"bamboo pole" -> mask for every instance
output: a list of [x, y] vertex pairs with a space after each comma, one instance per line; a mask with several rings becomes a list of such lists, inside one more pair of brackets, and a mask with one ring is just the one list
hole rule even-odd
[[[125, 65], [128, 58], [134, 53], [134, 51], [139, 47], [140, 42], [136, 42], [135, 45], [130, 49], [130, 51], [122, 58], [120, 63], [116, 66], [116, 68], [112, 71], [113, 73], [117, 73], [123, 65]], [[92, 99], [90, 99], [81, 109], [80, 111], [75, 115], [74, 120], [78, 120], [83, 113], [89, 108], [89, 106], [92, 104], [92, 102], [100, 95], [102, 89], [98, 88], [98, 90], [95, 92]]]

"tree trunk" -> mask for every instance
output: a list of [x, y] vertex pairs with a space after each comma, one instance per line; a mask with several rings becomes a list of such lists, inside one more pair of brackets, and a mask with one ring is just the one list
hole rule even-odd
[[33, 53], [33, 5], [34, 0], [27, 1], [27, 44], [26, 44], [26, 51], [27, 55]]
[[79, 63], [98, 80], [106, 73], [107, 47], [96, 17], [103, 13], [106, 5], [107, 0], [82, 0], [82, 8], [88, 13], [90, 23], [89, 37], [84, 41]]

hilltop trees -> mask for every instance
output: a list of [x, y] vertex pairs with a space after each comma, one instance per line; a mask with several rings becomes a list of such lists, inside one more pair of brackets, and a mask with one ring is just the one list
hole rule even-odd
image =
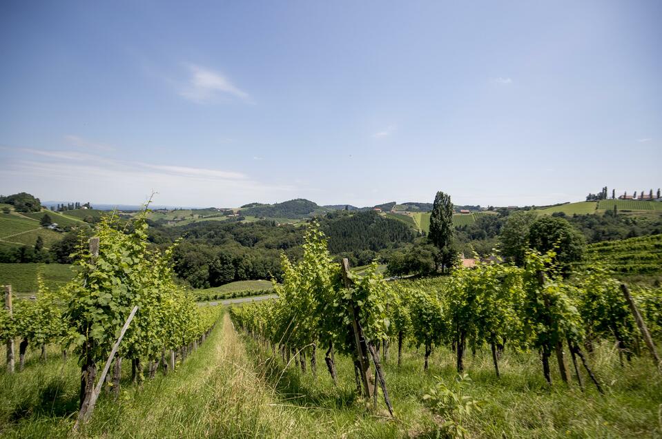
+++
-- What this task involves --
Reproduce all of the material above verbatim, line for line, omitting the image.

-- Completed task --
"bamboo pole" -> mask for every instance
output: a list of [x, y] vertex pairs with a space after each comma, one instance per line; a mask with several rings becomes a list of such lists, inside one more pair of brackets, and a mask with one ring is just the one list
hole rule even-odd
[[[125, 65], [128, 58], [134, 53], [134, 51], [139, 47], [140, 42], [136, 42], [135, 45], [130, 49], [130, 51], [122, 58], [120, 63], [116, 66], [116, 68], [112, 71], [113, 73], [117, 73], [123, 65]], [[92, 99], [90, 99], [81, 109], [80, 111], [75, 115], [74, 120], [78, 120], [83, 113], [89, 108], [89, 106], [92, 104], [92, 102], [100, 95], [102, 89], [98, 88], [98, 90], [95, 92]]]

"tree trunk" -> mask for every instance
output: a list of [x, y] vertex pairs with a space after each comma, one instance per line; a mask with several rings becomes a list of such lists, inside one more pair of brackets, and a mask with one ring is just the one list
hole rule even-odd
[[33, 53], [33, 5], [34, 0], [27, 1], [27, 44], [26, 44], [26, 51], [27, 55]]
[[79, 63], [98, 80], [106, 73], [107, 47], [96, 17], [103, 13], [106, 5], [107, 0], [82, 0], [82, 8], [88, 13], [90, 23], [89, 37], [84, 41]]

hilltop trees -> mask for every instance
output: a list of [x, y] vertex pairs with a space after each comma, one instance per line; a mask with several rings becomes a list of such lists, inside one more pair of brackets, and a mask with one ring is just the one list
hole rule even-odd
image =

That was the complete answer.